What to work on — Copy out all of the entries below word for word, leaving out the pictures.

Supplied information —
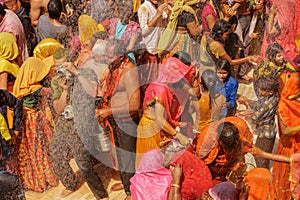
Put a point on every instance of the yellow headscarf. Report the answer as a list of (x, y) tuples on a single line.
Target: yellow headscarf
[(8, 52), (46, 48), (87, 28), (168, 37), (30, 74)]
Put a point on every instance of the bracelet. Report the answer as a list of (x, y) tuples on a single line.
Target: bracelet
[(175, 185)]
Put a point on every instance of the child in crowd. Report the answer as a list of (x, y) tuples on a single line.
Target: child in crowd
[(227, 86), (263, 116), (208, 107)]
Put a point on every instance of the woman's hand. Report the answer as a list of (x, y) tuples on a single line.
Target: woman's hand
[(257, 152), (103, 113), (46, 91), (176, 174), (182, 139), (221, 160), (70, 67), (62, 82)]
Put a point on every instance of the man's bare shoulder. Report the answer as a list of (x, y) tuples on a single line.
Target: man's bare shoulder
[(39, 3)]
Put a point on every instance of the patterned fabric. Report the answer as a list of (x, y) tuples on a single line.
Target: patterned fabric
[(264, 117), (208, 148), (11, 187), (12, 24), (152, 180), (295, 175), (32, 151), (286, 21), (259, 181), (196, 175), (289, 115), (131, 29), (208, 10)]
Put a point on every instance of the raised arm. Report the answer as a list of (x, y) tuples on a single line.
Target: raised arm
[(35, 11)]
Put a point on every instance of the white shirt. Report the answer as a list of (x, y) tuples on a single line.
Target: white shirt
[(150, 35)]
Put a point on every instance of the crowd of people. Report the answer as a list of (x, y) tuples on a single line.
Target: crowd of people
[(149, 89)]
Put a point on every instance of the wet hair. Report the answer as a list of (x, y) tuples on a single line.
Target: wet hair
[(184, 57), (223, 65), (54, 9), (272, 50), (268, 84), (228, 135), (220, 27), (2, 11)]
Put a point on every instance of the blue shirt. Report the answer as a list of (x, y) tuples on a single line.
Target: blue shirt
[(229, 90)]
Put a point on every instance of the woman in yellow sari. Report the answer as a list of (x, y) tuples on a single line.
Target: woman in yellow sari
[(8, 56), (32, 146)]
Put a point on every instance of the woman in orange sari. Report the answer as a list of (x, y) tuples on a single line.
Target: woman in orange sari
[(32, 145), (211, 148), (289, 133)]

Complete output —
Put a point on every instance of the yellow headscarf. Report the answer as a list of (x, y) tuples on a single line.
Target: yellow headscarf
[(8, 52), (46, 48), (87, 28), (168, 37), (30, 74)]
Put a point on every instance of the bracelet. Report the answer as a list of (x, y) tuples on a single line.
Target: bracelet
[(175, 185)]
Put a point on every instance of the child in crowd. Report the answer as a list of (x, y) tuples on a single line.
Target: child in crowd
[(227, 86), (263, 116), (208, 107)]
Put a point on every instance of the woman's hand. Report the answer as a list of (x, y) tuples on a single line.
Target: woman's hand
[(257, 152), (103, 113), (46, 91), (176, 174), (182, 139), (221, 160), (70, 67), (62, 82)]
Put a point on every instance of the man's bare shoulder. Report the answer as a list of (x, y) tuples on a single line.
Target: man's bare shoulder
[(39, 3)]
Put a point on every instance of the patterned fabric. Report the answer as a list of (x, y) tuples on a single line.
Target: patterned fabric
[(264, 117), (208, 148), (11, 187), (12, 24), (152, 180), (295, 175), (32, 151), (286, 21), (259, 181), (196, 175), (289, 115), (131, 29), (208, 10)]
Put a point on every instance of the raised arm. Report the answer as a list of (x, y) tuples on a single line.
Target: raised arm
[(35, 11)]
Put a point on every instance of the white shirt. Report the answer as a list of (x, y) tuples on a single line.
Target: white shirt
[(150, 35)]
Put a point on every instance of the crowd of people. Report the answer as a list of (x, y) tuples on a single line.
Target: crowd of people
[(149, 89)]
Put a point on every instance of the wet hair. Report the answer as a list of (x, y) tuples on a single line.
Target: wet hair
[(184, 57), (223, 65), (54, 9), (272, 50), (268, 84), (228, 135), (220, 27), (2, 11)]
Put a point on every instance of the blue shirt. Report the answer as a list of (x, y) tuples on a single line.
Target: blue shirt
[(229, 90)]
Put a point on every instance of the woman in yellow sari. Report the answer as a list of (x, y) tuples on a single line.
Target: woman in yellow sari
[(8, 56), (32, 146)]
Put a point on every instance of the woman in orange sari. Report the answer as a list of (x, y) tuples on a single line.
Target: woman in orange sari
[(32, 145), (211, 148), (289, 133)]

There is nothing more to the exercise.